Repeat the material below exactly, line for line.

§ **ENTRIES SUPPLIED**:
## Start
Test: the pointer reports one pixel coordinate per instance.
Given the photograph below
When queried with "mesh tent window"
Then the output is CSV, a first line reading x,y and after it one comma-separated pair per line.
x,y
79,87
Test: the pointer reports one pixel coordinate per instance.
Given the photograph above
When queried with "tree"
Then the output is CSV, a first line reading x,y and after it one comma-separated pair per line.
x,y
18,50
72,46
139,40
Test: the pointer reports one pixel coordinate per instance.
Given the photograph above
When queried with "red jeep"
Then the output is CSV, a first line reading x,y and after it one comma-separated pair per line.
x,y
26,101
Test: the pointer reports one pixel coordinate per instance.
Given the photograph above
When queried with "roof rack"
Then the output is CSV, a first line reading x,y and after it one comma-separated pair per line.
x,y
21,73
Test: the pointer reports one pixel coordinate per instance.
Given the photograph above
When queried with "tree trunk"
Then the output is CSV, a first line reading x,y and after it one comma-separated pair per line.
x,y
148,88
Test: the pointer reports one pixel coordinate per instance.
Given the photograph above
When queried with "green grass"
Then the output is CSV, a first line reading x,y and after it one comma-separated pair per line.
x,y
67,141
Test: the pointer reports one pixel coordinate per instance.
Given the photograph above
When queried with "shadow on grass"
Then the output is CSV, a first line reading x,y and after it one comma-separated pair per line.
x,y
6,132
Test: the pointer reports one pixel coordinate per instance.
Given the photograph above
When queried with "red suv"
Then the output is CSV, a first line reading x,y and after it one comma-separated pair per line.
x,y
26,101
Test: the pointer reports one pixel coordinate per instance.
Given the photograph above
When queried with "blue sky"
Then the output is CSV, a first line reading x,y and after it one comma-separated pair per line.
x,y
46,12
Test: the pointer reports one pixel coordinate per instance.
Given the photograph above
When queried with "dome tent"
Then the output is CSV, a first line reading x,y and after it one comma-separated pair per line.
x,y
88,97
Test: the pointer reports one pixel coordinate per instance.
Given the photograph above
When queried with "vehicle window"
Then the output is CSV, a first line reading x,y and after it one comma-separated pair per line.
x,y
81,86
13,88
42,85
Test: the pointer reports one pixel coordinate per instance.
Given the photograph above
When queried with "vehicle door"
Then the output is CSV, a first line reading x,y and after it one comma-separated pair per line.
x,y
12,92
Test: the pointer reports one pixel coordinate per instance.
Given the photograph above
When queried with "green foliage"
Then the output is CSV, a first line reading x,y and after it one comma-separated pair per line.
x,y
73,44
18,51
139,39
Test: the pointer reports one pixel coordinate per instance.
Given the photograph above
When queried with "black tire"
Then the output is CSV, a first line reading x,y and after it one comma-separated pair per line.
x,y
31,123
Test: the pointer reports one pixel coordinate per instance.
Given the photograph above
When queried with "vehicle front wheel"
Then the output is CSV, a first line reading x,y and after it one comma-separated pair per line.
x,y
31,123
## End
§ **CORRECT RESPONSE**:
Test: the pointer reports one pixel coordinate per instance.
Given the photograph below
When queried with "mesh tent window"
Then the output is CSV, a first line reading x,y and after it one comma-separated pair per line.
x,y
79,87
Test: the pointer reports one pixel coordinate per instance.
Given the photograph above
When queried with "tree"
Then the output is CSV, a first line reading x,y and after it one comma-separated pair per line.
x,y
18,50
72,46
139,40
Test: the pointer reports one pixel coordinate per instance.
Given the photograph above
When queried with "red jeep"
Then the output is CSV, a first line reading x,y and after it one comma-separated pair per line.
x,y
26,101
Test: the pointer reports one pixel coordinate per instance.
Given the photograph above
When queried with "roof rack"
Then the output is CSV, a first line reading x,y and after it one comma-separated pair per line.
x,y
21,73
Test: the pointer reports one pixel coordinate per instance.
Given the photograph above
When queried with "tree trunk"
Then the output is CSV, a first line reading x,y and after it one comma-separated pair per line.
x,y
148,88
Test: the pointer reports one pixel coordinate per instance.
Given the photograph above
When queried with "green grass"
Then the output is CSV, a first line reading x,y and after it one comma-separated pair per line.
x,y
67,141
Test: the pointer reports one pixel coordinate per instance.
Given the photograph above
When queried with "shadow on grass"
Then the output is CSV, a first line reading x,y and after it one comma-separated pair per line.
x,y
6,132
Test: the pointer reports one pixel coordinate per instance.
Given the photograph above
When queried with "red suv"
Then the output is CSV, a first line reading x,y and after it one comma-separated pair per line.
x,y
26,101
Test: the pointer reports one pixel coordinate per instance.
Given the photograph above
When queried with "blue sky"
Then the output is CSV, a first line reading x,y and after it one comma-separated pair per line.
x,y
46,12
Test: the pointer reports one pixel coordinate per instance.
Given the photograph above
When queried with "dome tent"
Then the output is CSV, a first line reading x,y and after it one comma-separated pair per line.
x,y
88,97
Test: the pointer reports one pixel coordinate per instance.
Given the photograph above
When queried with "vehicle window"
Then the output is CSV, a first line reading x,y and after it one comma-separated pair per line.
x,y
81,86
13,88
42,85
Test: the pointer reports one pixel coordinate per instance.
Given the photograph above
When queried with "vehicle door"
Then the output is CSV, a first line reading x,y and after it one comma-separated pair per line.
x,y
12,92
Test: the pointer reports one pixel coordinate per instance.
Given the photograph above
When queried with "green foliage"
Then the output is CSV, a first line reading x,y and after it one comma-separated pair per line.
x,y
73,44
18,51
139,39
Test: the pointer reports one pixel coordinate per instance.
Given the photograph above
When queried with "black tire"
Then the output is CSV, a first line reading x,y and after it one comma-separated pair per line.
x,y
31,123
Test: the pointer reports one pixel coordinate per instance.
Given the photograph above
When queried with "vehicle front wheel"
Then the output is CSV, a first line reading x,y and after it one comma-separated pair per line.
x,y
31,123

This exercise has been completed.